* WORK TASK
Answer these questions about the Nobel data project passage below:
1. Which tools does the project use?
2. What three things does the project demonstrate?
3. What two topics in Nobel history do its questions address?

::: PROVIDED PASSAGE

The project demonstrates data filtering, aggregation, and extraction of historical insights using Python and pandas. It highlights the ability to answer specific questions about gender milestones and patterns of repeated excellence in Nobel history.

::::::
::: DATASET EXTRACT

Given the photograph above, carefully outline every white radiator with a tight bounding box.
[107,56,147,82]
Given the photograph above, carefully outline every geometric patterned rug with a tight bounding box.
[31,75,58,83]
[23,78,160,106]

::::::

* OUTPUT FOR THIS EXERCISE
1. Python and pandas.
2. Data filtering, aggregation, and extraction of historical insights.
3. Gender milestones and patterns of repeated excellence.